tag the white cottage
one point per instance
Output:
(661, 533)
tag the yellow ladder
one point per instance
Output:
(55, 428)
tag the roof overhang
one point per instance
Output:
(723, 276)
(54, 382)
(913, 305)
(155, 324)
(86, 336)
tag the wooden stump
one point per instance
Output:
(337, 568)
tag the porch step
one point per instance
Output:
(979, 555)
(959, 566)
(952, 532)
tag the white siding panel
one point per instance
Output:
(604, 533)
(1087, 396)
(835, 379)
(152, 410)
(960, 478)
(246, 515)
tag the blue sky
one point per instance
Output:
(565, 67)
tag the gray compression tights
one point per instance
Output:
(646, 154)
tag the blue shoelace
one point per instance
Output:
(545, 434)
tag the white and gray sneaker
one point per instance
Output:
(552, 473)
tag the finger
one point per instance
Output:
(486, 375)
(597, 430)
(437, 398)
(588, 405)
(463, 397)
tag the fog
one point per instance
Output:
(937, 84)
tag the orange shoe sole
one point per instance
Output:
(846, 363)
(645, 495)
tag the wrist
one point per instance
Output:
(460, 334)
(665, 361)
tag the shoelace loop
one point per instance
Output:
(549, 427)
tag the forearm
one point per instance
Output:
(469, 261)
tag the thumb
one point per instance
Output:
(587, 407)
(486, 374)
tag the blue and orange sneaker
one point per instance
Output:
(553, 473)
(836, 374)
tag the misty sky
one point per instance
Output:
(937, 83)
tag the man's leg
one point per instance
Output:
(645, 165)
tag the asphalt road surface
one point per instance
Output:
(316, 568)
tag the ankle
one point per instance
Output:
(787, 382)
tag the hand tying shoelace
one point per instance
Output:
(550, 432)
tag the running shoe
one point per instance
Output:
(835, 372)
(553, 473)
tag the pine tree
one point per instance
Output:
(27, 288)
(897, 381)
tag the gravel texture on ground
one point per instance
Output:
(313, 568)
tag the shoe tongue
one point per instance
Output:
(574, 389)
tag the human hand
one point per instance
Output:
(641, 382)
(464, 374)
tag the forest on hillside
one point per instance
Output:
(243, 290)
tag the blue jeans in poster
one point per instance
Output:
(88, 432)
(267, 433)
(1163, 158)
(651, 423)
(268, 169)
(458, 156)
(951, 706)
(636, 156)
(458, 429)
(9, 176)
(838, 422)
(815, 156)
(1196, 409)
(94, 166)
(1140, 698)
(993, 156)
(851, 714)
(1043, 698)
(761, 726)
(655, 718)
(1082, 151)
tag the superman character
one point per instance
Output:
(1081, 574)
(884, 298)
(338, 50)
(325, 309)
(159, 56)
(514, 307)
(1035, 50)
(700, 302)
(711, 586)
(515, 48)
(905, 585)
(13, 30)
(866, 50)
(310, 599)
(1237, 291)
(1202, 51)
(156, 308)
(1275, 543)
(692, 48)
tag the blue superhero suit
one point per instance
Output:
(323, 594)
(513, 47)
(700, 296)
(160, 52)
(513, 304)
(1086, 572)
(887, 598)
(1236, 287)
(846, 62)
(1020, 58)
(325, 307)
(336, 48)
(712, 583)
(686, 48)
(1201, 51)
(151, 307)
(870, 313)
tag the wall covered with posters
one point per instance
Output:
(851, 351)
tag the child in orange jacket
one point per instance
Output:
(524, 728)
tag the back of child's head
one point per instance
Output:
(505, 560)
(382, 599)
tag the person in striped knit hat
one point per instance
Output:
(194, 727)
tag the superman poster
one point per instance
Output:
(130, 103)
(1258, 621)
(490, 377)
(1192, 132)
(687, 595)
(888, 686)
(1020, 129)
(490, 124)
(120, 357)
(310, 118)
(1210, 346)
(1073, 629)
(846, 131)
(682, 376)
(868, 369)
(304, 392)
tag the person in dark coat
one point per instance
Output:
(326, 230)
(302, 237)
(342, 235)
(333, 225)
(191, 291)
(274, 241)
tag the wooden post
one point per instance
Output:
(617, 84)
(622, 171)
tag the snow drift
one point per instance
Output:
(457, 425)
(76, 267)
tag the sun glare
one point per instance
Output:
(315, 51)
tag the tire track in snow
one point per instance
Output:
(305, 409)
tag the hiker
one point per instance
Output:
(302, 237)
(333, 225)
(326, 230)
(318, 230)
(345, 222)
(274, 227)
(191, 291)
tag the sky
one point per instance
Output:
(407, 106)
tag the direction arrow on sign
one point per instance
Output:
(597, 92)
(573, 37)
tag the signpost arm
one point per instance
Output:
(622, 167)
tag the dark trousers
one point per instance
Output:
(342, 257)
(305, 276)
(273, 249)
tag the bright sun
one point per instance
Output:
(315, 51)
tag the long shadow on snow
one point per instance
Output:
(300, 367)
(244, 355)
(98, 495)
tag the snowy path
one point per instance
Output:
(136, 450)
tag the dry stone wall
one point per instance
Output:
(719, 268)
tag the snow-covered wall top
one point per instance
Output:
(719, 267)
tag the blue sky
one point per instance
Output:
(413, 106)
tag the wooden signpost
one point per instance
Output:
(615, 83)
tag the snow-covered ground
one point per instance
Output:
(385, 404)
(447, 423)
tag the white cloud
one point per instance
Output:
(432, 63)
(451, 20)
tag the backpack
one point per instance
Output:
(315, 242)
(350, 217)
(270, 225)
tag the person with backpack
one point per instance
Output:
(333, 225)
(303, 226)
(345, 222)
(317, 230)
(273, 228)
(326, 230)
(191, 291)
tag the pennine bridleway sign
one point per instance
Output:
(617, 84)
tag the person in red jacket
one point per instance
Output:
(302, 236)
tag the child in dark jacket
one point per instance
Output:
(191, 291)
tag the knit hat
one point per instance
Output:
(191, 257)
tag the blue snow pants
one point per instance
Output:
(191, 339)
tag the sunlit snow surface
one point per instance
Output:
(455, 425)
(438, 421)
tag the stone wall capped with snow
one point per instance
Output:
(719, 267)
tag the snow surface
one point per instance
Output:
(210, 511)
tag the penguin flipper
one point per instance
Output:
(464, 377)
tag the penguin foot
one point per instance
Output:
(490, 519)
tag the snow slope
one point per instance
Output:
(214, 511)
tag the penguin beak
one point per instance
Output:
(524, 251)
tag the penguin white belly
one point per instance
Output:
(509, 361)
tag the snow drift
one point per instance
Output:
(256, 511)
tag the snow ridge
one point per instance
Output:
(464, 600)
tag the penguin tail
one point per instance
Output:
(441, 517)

####

Direction: Arrange all of the rows above as a Markdown table with two columns, No and Text. Number each row in order and skip any blank ones.

Task result:
| No | Text |
|---|---|
| 1 | tag the white cottage |
| 2 | one point per instance |
| 3 | Output: |
| 4 | (661, 533) |
| 5 | tag the yellow ladder |
| 6 | one point per instance |
| 7 | Output: |
| 8 | (55, 428) |
| 9 | tag the roof overhang |
| 10 | one point per instance |
| 11 | Output: |
| 12 | (723, 276) |
| 13 | (54, 382) |
| 14 | (913, 305) |
| 15 | (155, 324) |
| 16 | (86, 336) |
| 17 | tag the wooden stump |
| 18 | one point per instance |
| 19 | Output: |
| 20 | (337, 568) |
| 21 | tag the porch step |
| 22 | one point per instance |
| 23 | Output: |
| 24 | (979, 555) |
| 25 | (959, 566) |
| 26 | (952, 532) |
| 27 | tag the white siding panel |
| 28 | one point per instance |
| 29 | Output: |
| 30 | (604, 533) |
| 31 | (1087, 396) |
| 32 | (835, 379) |
| 33 | (152, 410) |
| 34 | (960, 478) |
| 35 | (246, 515) |
| 36 | tag the blue sky |
| 37 | one point per instance |
| 38 | Output: |
| 39 | (565, 67) |
| 40 | tag the gray compression tights |
| 41 | one point per instance |
| 42 | Output: |
| 43 | (646, 154) |
| 44 | tag the blue shoelace |
| 45 | one point per instance |
| 46 | Output: |
| 47 | (545, 434) |
| 48 | tag the white and gray sneaker |
| 49 | one point per instance |
| 50 | Output: |
| 51 | (552, 473) |
| 52 | tag the finger |
| 53 | one point per instance |
| 54 | Output: |
| 55 | (486, 375) |
| 56 | (597, 430) |
| 57 | (437, 398) |
| 58 | (588, 405) |
| 59 | (463, 397) |
| 60 | tag the fog |
| 61 | one point per instance |
| 62 | Output: |
| 63 | (937, 84) |
| 64 | tag the orange shoe sole |
| 65 | one point per instance |
| 66 | Output: |
| 67 | (846, 363) |
| 68 | (645, 495) |
| 69 | tag the wrist |
| 70 | one point per instance |
| 71 | Output: |
| 72 | (460, 334) |
| 73 | (665, 361) |
| 74 | tag the shoelace loop |
| 75 | one point per instance |
| 76 | Output: |
| 77 | (549, 427) |
| 78 | tag the forearm |
| 79 | one point per instance |
| 80 | Output: |
| 81 | (469, 261) |
| 82 | tag the thumb |
| 83 | one point per instance |
| 84 | Output: |
| 85 | (587, 407) |
| 86 | (486, 374) |
| 87 | tag the blue and orange sneaker |
| 88 | one point per instance |
| 89 | Output: |
| 90 | (553, 473) |
| 91 | (836, 374) |
| 92 | tag the misty sky |
| 93 | one point per instance |
| 94 | Output: |
| 95 | (937, 83) |
| 96 | tag the man's leg |
| 97 | one point per instance |
| 98 | Output: |
| 99 | (645, 165) |
| 100 | tag the asphalt road surface |
| 101 | one point per instance |
| 102 | Output: |
| 103 | (316, 568) |
| 104 | tag the ankle |
| 105 | one point per instance |
| 106 | Output: |
| 107 | (787, 382) |
| 108 | tag the hand tying shoelace |
| 109 | one point per instance |
| 110 | Output: |
| 111 | (550, 432) |
| 112 | tag the running shoe |
| 113 | one point per instance |
| 114 | Output: |
| 115 | (835, 372) |
| 116 | (553, 473) |
| 117 | tag the pine tree |
| 118 | one point per instance |
| 119 | Output: |
| 120 | (27, 288) |
| 121 | (897, 381) |
| 122 | tag the gravel texture on ground |
| 123 | one point per instance |
| 124 | Output: |
| 125 | (313, 568) |
| 126 | tag the shoe tongue |
| 127 | one point per instance |
| 128 | Output: |
| 129 | (574, 389) |
| 130 | tag the human hand |
| 131 | one point per instance |
| 132 | Output: |
| 133 | (641, 382) |
| 134 | (464, 374) |
| 135 | tag the forest on hillside |
| 136 | one point per instance |
| 137 | Output: |
| 138 | (243, 290) |
| 139 | tag the blue jeans in poster |
| 140 | one point per instance |
| 141 | Output: |
| 142 | (88, 432) |
| 143 | (267, 433) |
| 144 | (1163, 158) |
| 145 | (651, 423) |
| 146 | (268, 169) |
| 147 | (458, 156) |
| 148 | (951, 706) |
| 149 | (636, 156) |
| 150 | (458, 429) |
| 151 | (9, 176) |
| 152 | (838, 422) |
| 153 | (815, 156) |
| 154 | (1196, 409) |
| 155 | (94, 166) |
| 156 | (1140, 698) |
| 157 | (993, 156) |
| 158 | (851, 714) |
| 159 | (1043, 698) |
| 160 | (761, 726) |
| 161 | (655, 718) |
| 162 | (1082, 151) |
| 163 | tag the superman character |
| 164 | one point per instance |
| 165 | Output: |
| 166 | (1081, 574) |
| 167 | (884, 298) |
| 168 | (338, 50) |
| 169 | (325, 309) |
| 170 | (159, 56) |
| 171 | (514, 307) |
| 172 | (1035, 50) |
| 173 | (700, 302) |
| 174 | (711, 586) |
| 175 | (515, 48) |
| 176 | (905, 585) |
| 177 | (13, 30) |
| 178 | (866, 50) |
| 179 | (310, 599) |
| 180 | (1237, 291) |
| 181 | (1202, 51) |
| 182 | (156, 308) |
| 183 | (1275, 543) |
| 184 | (692, 48) |
| 185 | tag the blue superhero suit |
| 186 | one point per instance |
| 187 | Output: |
| 188 | (323, 594) |
| 189 | (513, 47) |
| 190 | (700, 296) |
| 191 | (160, 52) |
| 192 | (513, 304) |
| 193 | (1086, 572) |
| 194 | (887, 598) |
| 195 | (1236, 287) |
| 196 | (846, 62) |
| 197 | (1020, 58) |
| 198 | (325, 307) |
| 199 | (336, 48) |
| 200 | (712, 583) |
| 201 | (686, 48) |
| 202 | (1201, 51) |
| 203 | (151, 307) |
| 204 | (870, 313) |
| 205 | tag the wall covered with posters |
| 206 | one point per instance |
| 207 | Output: |
| 208 | (851, 351) |
| 209 | tag the child in orange jacket |
| 210 | one point per instance |
| 211 | Output: |
| 212 | (524, 728) |
| 213 | tag the back of child's head |
| 214 | one point per instance |
| 215 | Output: |
| 216 | (505, 560) |
| 217 | (382, 599) |
| 218 | tag the person in striped knit hat |
| 219 | one point per instance |
| 220 | Output: |
| 221 | (194, 727) |
| 222 | tag the superman poster |
| 223 | one point per instance |
| 224 | Output: |
| 225 | (130, 103) |
| 226 | (1258, 621) |
| 227 | (490, 377) |
| 228 | (1192, 132) |
| 229 | (687, 595) |
| 230 | (888, 686) |
| 231 | (1020, 129) |
| 232 | (490, 124) |
| 233 | (120, 357) |
| 234 | (310, 118) |
| 235 | (1210, 346) |
| 236 | (1073, 629) |
| 237 | (846, 131) |
| 238 | (682, 376) |
| 239 | (868, 369) |
| 240 | (304, 392) |
| 241 | tag the person in dark coat |
| 242 | one point per instance |
| 243 | Output: |
| 244 | (326, 230) |
| 245 | (302, 237) |
| 246 | (342, 235) |
| 247 | (333, 225) |
| 248 | (191, 291) |
| 249 | (274, 241) |
| 250 | tag the wooden post |
| 251 | one point per instance |
| 252 | Output: |
| 253 | (617, 84) |
| 254 | (622, 171) |
| 255 | tag the snow drift |
| 256 | one point per instance |
| 257 | Output: |
| 258 | (457, 425) |
| 259 | (76, 267) |
| 260 | tag the sun glare |
| 261 | one point per instance |
| 262 | Output: |
| 263 | (315, 51) |
| 264 | tag the tire track in snow |
| 265 | one point per instance |
| 266 | Output: |
| 267 | (305, 409) |
| 268 | tag the hiker |
| 269 | one point per instance |
| 270 | Output: |
| 271 | (302, 237) |
| 272 | (333, 225) |
| 273 | (326, 230) |
| 274 | (318, 230) |
| 275 | (345, 222) |
| 276 | (274, 227) |
| 277 | (191, 291) |
| 278 | tag the sky |
| 279 | one point per instance |
| 280 | Output: |
| 281 | (407, 106) |
| 282 | tag the direction arrow on sign |
| 283 | one point per instance |
| 284 | Output: |
| 285 | (597, 92) |
| 286 | (573, 37) |
| 287 | tag the signpost arm |
| 288 | one point per instance |
| 289 | Output: |
| 290 | (622, 167) |
| 291 | tag the dark trousers |
| 292 | one point per instance |
| 293 | Output: |
| 294 | (342, 257) |
| 295 | (305, 276) |
| 296 | (273, 249) |
| 297 | tag the bright sun |
| 298 | one point per instance |
| 299 | Output: |
| 300 | (315, 51) |
| 301 | tag the long shadow on snow |
| 302 | one point per instance |
| 303 | Output: |
| 304 | (300, 367) |
| 305 | (244, 355) |
| 306 | (98, 495) |
| 307 | tag the snowy path |
| 308 | one point per instance |
| 309 | Output: |
| 310 | (136, 450) |
| 311 | tag the dry stone wall |
| 312 | one point per instance |
| 313 | Output: |
| 314 | (719, 268) |
| 315 | tag the snow-covered wall top |
| 316 | one point per instance |
| 317 | Output: |
| 318 | (719, 267) |
| 319 | tag the blue sky |
| 320 | one point per instance |
| 321 | Output: |
| 322 | (413, 106) |
| 323 | tag the wooden signpost |
| 324 | one point per instance |
| 325 | Output: |
| 326 | (615, 83) |
| 327 | tag the snow-covered ground |
| 328 | one point per instance |
| 329 | Output: |
| 330 | (385, 404) |
| 331 | (447, 423) |
| 332 | tag the white cloud |
| 333 | one point per instance |
| 334 | Output: |
| 335 | (432, 63) |
| 336 | (451, 20) |
| 337 | tag the backpack |
| 338 | one point per instance |
| 339 | Output: |
| 340 | (315, 242) |
| 341 | (350, 217) |
| 342 | (270, 225) |
| 343 | tag the person with backpack |
| 344 | one point per instance |
| 345 | Output: |
| 346 | (333, 225) |
| 347 | (303, 226) |
| 348 | (345, 222) |
| 349 | (317, 230) |
| 350 | (273, 228) |
| 351 | (326, 230) |
| 352 | (191, 291) |
| 353 | tag the pennine bridleway sign |
| 354 | one point per instance |
| 355 | Output: |
| 356 | (617, 84) |
| 357 | tag the person in red jacket |
| 358 | one point per instance |
| 359 | Output: |
| 360 | (302, 236) |
| 361 | tag the child in dark jacket |
| 362 | one point per instance |
| 363 | Output: |
| 364 | (191, 291) |
| 365 | tag the knit hat |
| 366 | one point per instance |
| 367 | Output: |
| 368 | (191, 257) |
| 369 | tag the blue snow pants |
| 370 | one point per instance |
| 371 | Output: |
| 372 | (191, 339) |
| 373 | tag the sunlit snow surface |
| 374 | one point per instance |
| 375 | Output: |
| 376 | (455, 425) |
| 377 | (438, 421) |
| 378 | tag the stone wall capped with snow |
| 379 | one point per instance |
| 380 | Output: |
| 381 | (719, 267) |
| 382 | tag the snow surface |
| 383 | one point per instance |
| 384 | Output: |
| 385 | (210, 511) |
| 386 | tag the penguin flipper |
| 387 | one point per instance |
| 388 | Output: |
| 389 | (464, 377) |
| 390 | tag the penguin foot |
| 391 | one point per instance |
| 392 | Output: |
| 393 | (490, 519) |
| 394 | tag the snow slope |
| 395 | one point per instance |
| 396 | Output: |
| 397 | (214, 511) |
| 398 | tag the penguin beak |
| 399 | one point per instance |
| 400 | Output: |
| 401 | (524, 251) |
| 402 | tag the penguin white belly |
| 403 | one point per instance |
| 404 | Output: |
| 405 | (509, 361) |
| 406 | tag the snow drift |
| 407 | one point per instance |
| 408 | Output: |
| 409 | (256, 511) |
| 410 | tag the snow ridge |
| 411 | one point per instance |
| 412 | Output: |
| 413 | (464, 600) |
| 414 | tag the penguin tail |
| 415 | one point per instance |
| 416 | Output: |
| 417 | (441, 517) |